> **Исходный текст**:
* * * * * * *

Нарушение родительской воли и похищение невесты не входило в нормы европейского поведения, зато являлось общим местом романтических сюжетов.

То, что практически существовало в Древней Руси, но воспринималось как преступление, для романтического сознания на рубеже XVIII–XIX веков неожиданно предстало в качестве «европейской» альтернативы прародительским нравам. В начале XIX века оно войдет в норму «романтического» поведения и живо проникнет в быт. 19 ноября 1833 года Пушкин писал Нащокину: «Дома нашел я все в порядке. Жена была на бале, я за нею поехал — и увез к себе, как улан уездную барышню с именин городничихи» (XV, 96).

Ироническая улыбка ощущается и в словах Гоголя о том, что Афанасий Иванович в молодости «увез довольно ловко Пульхерию Ивановну, которую родственники не хотели отдать за него». Однако литература, так же как и жизнь той поры, дает не только иронические варианты этого конфликта. Вспомним драматическую историю попытки соблазнения и похищения Наташи Ростовой Анатолем Курагиным. Развернутую картину подобного похищения дает Пушкин в «Метели». Здесь перед нами со всеми подробностями — ритуал романтического похищения. Любовь небогатого помещика Владимира к его соседке встречает запрет со стороны ее родителей. Все дальнейшие поступки молодых людей развиваются по канонам прочитанных ими романов. «Владимир Николаевич в каждом письме умолял ее предаться ему, венчаться тайно, скрываться несколько времени, броситься потом к ногам родителей, которые конечно будут тронуты наконец героическим постоянством и несчастьем любовников и скажут им непременно: „Дети! придите в наши объятия“». Героиня решается бежать, написав родителям трогательное письмо, запечатанное «тульскою печаткою, на которой изображены были два пылающих сердца с приличной надписью». Далее Пушкин с протокольной точностью описывает весь ритуал подготовки тайного брака и похищения: «Целый день Владимир был в разъезде. Утром был он у жадринского священника; насилу с ним уговорился; потом поехал искать свидетелей между соседними помещиками. Первый, к кому явился он, отставной сорокалетний корнет Дравин, согласился с охотою. Это приключение, уверял он, напоминало ему прежнее время и гусарские проказы <…> Тотчас после обеда явился землемер Шмит в усах и шпорах и сын капитан-исправника, мальчик лет шестнадцати, недавно поступивший в уланы. Они не только приняли предложение Владимира, но даже клялись ему в готовности жертвовать для него жизнию. Владимир обнял их с восторгом…». Весь тон пушкинского изложения воспроизводит книжность и литературно-романтический характер самой ситуации.

* * * * * * *

> **Требования к упражнению**:
A - Извлеките из записей без изменений всё от их начала вниз до строки, содержащей «POLYGON ((248 127, 260», включая обе крайние строки. Изображения в ответ не включайте.
B - Продолжите текст о романтическом похищении невесты с того места, на котором он заканчивается.
Текст о романтическом похищении невесты никак не связан с записями.

Записи с границами фигур
* * * * * * *

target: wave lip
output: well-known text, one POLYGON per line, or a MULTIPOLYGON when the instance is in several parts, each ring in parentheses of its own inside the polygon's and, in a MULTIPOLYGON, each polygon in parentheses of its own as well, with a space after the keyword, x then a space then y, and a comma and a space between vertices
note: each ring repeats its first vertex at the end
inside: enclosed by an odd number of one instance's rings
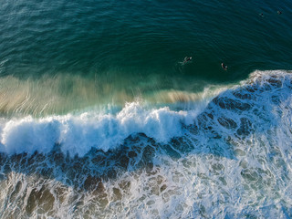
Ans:
POLYGON ((86 112, 79 116, 26 117, 1 125, 1 151, 9 154, 35 151, 47 153, 55 144, 74 156, 91 148, 107 151, 121 144, 129 135, 143 132, 159 142, 180 136, 183 111, 169 108, 145 110, 138 102, 126 104, 117 115, 86 112))
POLYGON ((248 127, 260 130, 278 122, 277 118, 269 118, 272 114, 266 112, 276 110, 275 107, 284 101, 283 98, 289 99, 291 81, 289 71, 255 71, 240 86, 219 94, 201 114, 198 110, 174 111, 167 107, 147 110, 139 102, 131 102, 116 115, 89 111, 43 119, 3 119, 0 150, 8 154, 35 151, 47 153, 57 144, 64 153, 84 156, 91 148, 104 151, 116 149, 137 132, 163 143, 194 133, 194 128, 199 131, 212 129, 214 133, 224 128, 232 136, 248 134, 248 127), (204 115, 210 118, 203 119, 204 115), (231 131, 235 129, 235 132, 231 131))

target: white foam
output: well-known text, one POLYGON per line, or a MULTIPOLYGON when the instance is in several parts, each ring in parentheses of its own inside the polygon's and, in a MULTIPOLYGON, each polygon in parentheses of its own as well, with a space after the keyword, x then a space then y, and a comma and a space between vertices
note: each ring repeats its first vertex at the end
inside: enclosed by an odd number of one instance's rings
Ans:
POLYGON ((192 111, 173 111, 169 108, 147 110, 139 102, 128 103, 117 115, 86 112, 43 119, 26 117, 2 120, 1 151, 12 154, 35 151, 50 151, 56 143, 64 152, 83 156, 91 147, 107 151, 123 142, 129 135, 143 132, 158 142, 166 142, 190 123, 192 111))

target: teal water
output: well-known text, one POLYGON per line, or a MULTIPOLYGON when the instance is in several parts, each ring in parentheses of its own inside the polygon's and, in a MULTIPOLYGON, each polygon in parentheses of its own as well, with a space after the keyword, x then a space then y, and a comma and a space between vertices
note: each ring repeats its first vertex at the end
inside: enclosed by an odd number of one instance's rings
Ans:
POLYGON ((288 0, 4 0, 0 218, 292 218, 291 21, 288 0))
POLYGON ((12 84, 27 83, 10 85, 15 92, 28 89, 39 99, 46 89, 56 99, 43 113, 18 103, 1 111, 58 114, 109 102, 122 106, 161 90, 199 92, 208 84, 236 82, 256 69, 290 69, 291 8, 289 1, 5 1, 3 83, 10 76, 17 79, 12 84), (182 66, 187 56, 193 62, 182 66))

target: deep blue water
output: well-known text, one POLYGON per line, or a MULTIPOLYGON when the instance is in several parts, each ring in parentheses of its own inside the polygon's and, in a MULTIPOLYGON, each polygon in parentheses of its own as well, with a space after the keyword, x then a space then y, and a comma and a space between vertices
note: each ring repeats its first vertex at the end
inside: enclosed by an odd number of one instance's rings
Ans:
POLYGON ((291 218, 291 26, 288 0, 3 1, 0 217, 291 218))

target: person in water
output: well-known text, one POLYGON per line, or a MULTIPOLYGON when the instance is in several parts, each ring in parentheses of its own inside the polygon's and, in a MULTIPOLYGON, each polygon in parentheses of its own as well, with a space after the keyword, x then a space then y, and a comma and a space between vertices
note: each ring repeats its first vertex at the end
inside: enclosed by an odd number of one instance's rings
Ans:
POLYGON ((185 63, 190 62, 190 61, 192 61, 192 57, 185 57, 183 59, 182 65, 184 65, 185 63))
POLYGON ((225 64, 221 63, 221 67, 222 67, 223 69, 227 70, 228 67, 225 64))

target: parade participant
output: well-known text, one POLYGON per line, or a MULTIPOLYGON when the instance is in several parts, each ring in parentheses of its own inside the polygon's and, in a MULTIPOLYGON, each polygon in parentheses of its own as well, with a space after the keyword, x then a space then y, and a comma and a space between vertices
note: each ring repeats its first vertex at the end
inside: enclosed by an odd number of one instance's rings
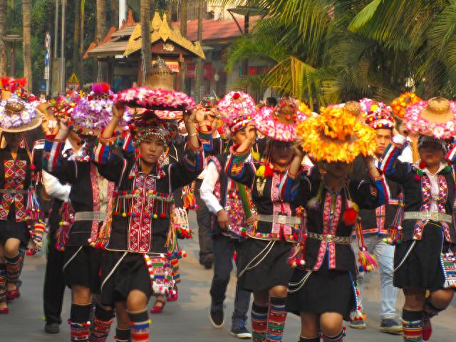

* * * * * * *

> **Ответы к упражнению**:
A -
target: wave lip
output: well-known text, one POLYGON per line, or a MULTIPOLYGON when the instance is in several parts, each ring in parentheses of its own inside the polygon's and, in a MULTIPOLYGON, each polygon in parentheses of its own as well, with a space after the keyword, x then a space then y, and a comma and a space between vertices
note: each ring repeats its first vertex at the end
inside: enclosed by an odd number of one instance's rings
Ans:
POLYGON ((86 112, 79 116, 26 117, 1 125, 1 151, 9 154, 35 151, 47 153, 55 144, 74 156, 91 148, 107 151, 121 144, 129 135, 143 132, 159 142, 180 136, 183 111, 169 108, 145 110, 138 102, 126 104, 117 115, 86 112))
POLYGON ((248 127, 260 130, 278 122, 277 118, 269 118, 272 114, 266 112, 276 110, 275 107, 284 101, 283 98, 289 99, 291 81, 289 71, 255 71, 240 86, 219 94, 201 114, 198 110, 174 111, 167 107, 147 110, 139 102, 131 102, 116 115, 89 111, 43 119, 3 119, 0 150, 8 154, 35 151, 47 153, 57 144, 64 153, 84 156, 91 148, 104 151, 116 149, 137 132, 163 143, 194 133, 194 128, 199 131, 212 129, 214 133, 224 128, 232 136, 248 134, 248 127), (204 115, 210 118, 203 119, 204 115), (231 131, 235 129, 235 132, 231 131))

B -
Семейные отношения в крепостном быту неотделимы были от отношений помещика и крестьянки. От Карамзина до Гончарова это обязательный фон, вне которого делаются непонятными и отношения мужа и жены.

Одним из проявлений странностей быта этой эпохи были крепостные гаремы. Крепостной гарем не имел корней в допетровских обычаях. И хотя в дальнейшем критики крепостного права склонны были видеть здесь порождение «старинных нравов», крепостной гарем сделался возможным только в результате того уродливого развития крепостничества, которое сложилось в XVIII — начале XIX века. Описание, которое находим, например, в мемуарах Я. М. Неверова, создает характерную и вместе с тем поразительную картину. Крепостные девушки содержатся в гареме, созданном помещиком П. А. Кошкаревым. Девушки поставляются в барский дом из числа крепостных. Здесь их строго изолируют от мужского общества: даже лакеи не допускаются в их половину. Не только в церковь, но и в уборную их сопровождает специально приставленная баба. При этом все девушки обучены чтению и письму, а некоторые французскому языку. Мемуарист, бывший тогда ребенком, вспоминает: «Главною моею учительницею, вероятно, была добрая Настасья, потому что я в особенности помню, что она постоянно привлекала меня к себе рассказами о прочитанных ею книгах и что от нее я впервые услыхал стихи Пушкина и со слов ее наизусть выучил „Бахчисарайский фонтан“, и впоследствии я завел у себя целую тетрадь стихотворений Пушкина же и Жуковского. Вообще, девушки все были очень развиты: они были прекрасно одеты и получали — как и мужская прислуга — ежемесячное жалованье и денежные подарки к праздничным дням. Одевались же все, конечно, не в национальное, но в общеевропейское платье» [89]. Несмотря на то, что владелец гарема достиг семидесятилетия, неприкосновенность его наложниц охранялась очень сурово. Тот же мемуарист описывает зверскую расправу как с беглянкой, попытавшейся скрыться из гарема, так и с ее возлюбленным. Случай этот не был единственным. Анекдотическая история 1812 года рассказывает, как во время знаменитой встречи в Москве Александра I с дворянами и купцами один помещик в пылу патриотического порыва воскликнул, обращаясь к Александру I, кладя свой гарем на алтарь отечества: «Государь, всех, всех бери, и Наташку, и Машку, и Парашу!»

Бесконтрольность крепостнического быта порождала возможности патологических отклонений. Ограничения власти помещика над крестьянином держались только на обычае и церковной традиции. Параллельное расшатывание последних и усиление помещичьей власти создавали практическую незащищенность крестьянина. Вот как описывается расправа над пытавшимися убежать вместе гаремной девушкой и ее крепостным возлюбленным в мемуарах Я. Неверова: «Афимья после сильной порки была посажена на стул на целый месяц. Это одно из самых жестоких наказаний, теперь едва ли кому известных, а потому я постараюсь описать его.

На шею обвиненной надевался широкий железный ошейник, запиравшийся на замок, ключ от которого был у начальницы гарема; к ошейнику прикреплена небольшая железная цепь, оканчивающаяся огромным деревянным обрубком, так что, хотя и можно было, приподняв с особым усилием последний, перейти с одного места на другое, — но по большей части это делалось не иначе, как с стороннею помощью; вверху у ошейника торчали железные спицы, которые препятствовали наклону головы, так что несчастная должна была сидеть неподвижно, и только на ночь подкладывали ей под задние спицы ошейника подушку, чтоб она, сидя, могла заснуть.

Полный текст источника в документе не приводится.